[Записи контуров именованных областей]
┏━━
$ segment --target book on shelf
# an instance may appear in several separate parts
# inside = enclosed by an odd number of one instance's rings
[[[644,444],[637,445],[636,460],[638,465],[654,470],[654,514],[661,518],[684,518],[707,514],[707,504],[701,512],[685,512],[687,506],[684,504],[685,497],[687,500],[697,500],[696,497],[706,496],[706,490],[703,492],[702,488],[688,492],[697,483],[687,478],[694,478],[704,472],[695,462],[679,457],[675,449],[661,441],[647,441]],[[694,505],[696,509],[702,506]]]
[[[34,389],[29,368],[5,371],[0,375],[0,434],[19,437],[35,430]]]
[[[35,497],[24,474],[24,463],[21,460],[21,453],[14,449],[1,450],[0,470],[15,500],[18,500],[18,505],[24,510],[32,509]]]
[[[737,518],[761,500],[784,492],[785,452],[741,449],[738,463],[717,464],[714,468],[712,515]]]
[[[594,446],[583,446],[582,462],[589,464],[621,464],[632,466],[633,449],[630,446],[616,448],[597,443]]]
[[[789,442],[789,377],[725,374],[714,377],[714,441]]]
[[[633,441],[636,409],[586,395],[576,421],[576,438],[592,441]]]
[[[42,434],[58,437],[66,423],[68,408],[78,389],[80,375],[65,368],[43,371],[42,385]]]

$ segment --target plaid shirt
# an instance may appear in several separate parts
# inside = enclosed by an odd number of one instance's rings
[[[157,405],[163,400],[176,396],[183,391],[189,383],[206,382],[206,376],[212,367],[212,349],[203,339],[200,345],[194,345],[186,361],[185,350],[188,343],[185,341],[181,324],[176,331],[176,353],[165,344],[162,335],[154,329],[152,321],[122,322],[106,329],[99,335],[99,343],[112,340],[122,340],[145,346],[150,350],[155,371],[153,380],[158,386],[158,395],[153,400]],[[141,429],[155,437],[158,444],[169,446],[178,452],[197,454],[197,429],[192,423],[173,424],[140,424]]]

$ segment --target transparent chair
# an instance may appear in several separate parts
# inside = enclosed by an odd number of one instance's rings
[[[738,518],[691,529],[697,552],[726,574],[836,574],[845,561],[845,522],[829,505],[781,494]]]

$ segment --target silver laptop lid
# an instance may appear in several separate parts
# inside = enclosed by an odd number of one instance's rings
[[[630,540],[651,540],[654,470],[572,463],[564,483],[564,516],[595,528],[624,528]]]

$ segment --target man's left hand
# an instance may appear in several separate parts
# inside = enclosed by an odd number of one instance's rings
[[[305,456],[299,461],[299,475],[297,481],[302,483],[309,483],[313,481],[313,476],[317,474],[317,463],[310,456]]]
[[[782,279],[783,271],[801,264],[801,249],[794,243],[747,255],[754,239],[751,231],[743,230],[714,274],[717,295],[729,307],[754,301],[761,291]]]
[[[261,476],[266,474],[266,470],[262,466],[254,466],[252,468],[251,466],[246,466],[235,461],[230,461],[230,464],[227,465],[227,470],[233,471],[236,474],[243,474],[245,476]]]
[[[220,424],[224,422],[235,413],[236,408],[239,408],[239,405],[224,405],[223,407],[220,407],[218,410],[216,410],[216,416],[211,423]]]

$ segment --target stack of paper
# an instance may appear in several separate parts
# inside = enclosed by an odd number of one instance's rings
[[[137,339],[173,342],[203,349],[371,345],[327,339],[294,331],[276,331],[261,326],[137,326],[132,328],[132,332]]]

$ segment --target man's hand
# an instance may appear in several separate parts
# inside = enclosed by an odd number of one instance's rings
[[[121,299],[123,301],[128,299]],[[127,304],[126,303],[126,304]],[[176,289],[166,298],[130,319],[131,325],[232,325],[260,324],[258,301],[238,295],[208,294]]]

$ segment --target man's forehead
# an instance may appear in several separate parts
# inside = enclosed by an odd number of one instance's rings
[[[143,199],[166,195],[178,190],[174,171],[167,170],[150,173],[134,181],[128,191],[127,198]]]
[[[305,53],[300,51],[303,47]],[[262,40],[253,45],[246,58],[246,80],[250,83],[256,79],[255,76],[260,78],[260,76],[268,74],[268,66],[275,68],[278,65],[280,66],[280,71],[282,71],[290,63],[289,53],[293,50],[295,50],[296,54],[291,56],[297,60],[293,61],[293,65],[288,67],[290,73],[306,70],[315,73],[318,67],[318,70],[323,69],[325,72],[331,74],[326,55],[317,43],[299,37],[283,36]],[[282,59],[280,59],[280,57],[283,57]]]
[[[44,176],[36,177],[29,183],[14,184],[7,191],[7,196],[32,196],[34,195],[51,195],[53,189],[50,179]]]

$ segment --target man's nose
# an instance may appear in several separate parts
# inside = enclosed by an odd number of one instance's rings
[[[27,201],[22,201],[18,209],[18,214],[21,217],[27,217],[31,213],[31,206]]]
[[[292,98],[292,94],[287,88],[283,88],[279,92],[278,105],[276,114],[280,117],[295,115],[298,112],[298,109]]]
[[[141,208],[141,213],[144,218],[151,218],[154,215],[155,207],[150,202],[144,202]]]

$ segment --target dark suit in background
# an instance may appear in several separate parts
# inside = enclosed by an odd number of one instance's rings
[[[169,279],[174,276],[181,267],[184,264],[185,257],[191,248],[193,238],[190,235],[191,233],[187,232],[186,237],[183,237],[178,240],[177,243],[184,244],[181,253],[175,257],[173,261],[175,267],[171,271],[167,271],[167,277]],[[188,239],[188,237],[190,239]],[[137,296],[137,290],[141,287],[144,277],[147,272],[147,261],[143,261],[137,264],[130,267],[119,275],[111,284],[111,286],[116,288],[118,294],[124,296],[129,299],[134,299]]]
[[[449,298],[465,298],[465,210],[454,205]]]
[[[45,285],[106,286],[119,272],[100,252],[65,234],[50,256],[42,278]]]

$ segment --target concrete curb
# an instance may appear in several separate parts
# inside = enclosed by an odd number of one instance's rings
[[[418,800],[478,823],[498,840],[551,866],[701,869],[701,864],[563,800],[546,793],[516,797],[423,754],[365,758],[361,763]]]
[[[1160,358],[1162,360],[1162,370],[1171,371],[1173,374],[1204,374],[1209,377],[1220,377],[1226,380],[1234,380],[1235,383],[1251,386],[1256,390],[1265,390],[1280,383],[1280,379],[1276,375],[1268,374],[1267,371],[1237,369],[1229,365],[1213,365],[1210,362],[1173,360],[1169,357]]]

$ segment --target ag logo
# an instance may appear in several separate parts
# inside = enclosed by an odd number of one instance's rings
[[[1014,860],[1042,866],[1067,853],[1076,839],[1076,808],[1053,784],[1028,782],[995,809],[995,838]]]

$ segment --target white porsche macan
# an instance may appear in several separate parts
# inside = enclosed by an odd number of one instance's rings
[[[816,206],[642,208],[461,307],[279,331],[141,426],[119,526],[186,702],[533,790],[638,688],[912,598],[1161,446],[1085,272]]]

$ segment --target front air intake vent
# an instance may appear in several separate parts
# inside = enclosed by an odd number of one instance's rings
┗━━
Письменное задание: Сколько строк в записях выше содержат строку «hand»? Регистр учитывается, ответ дайте одним числом.

Результат: 2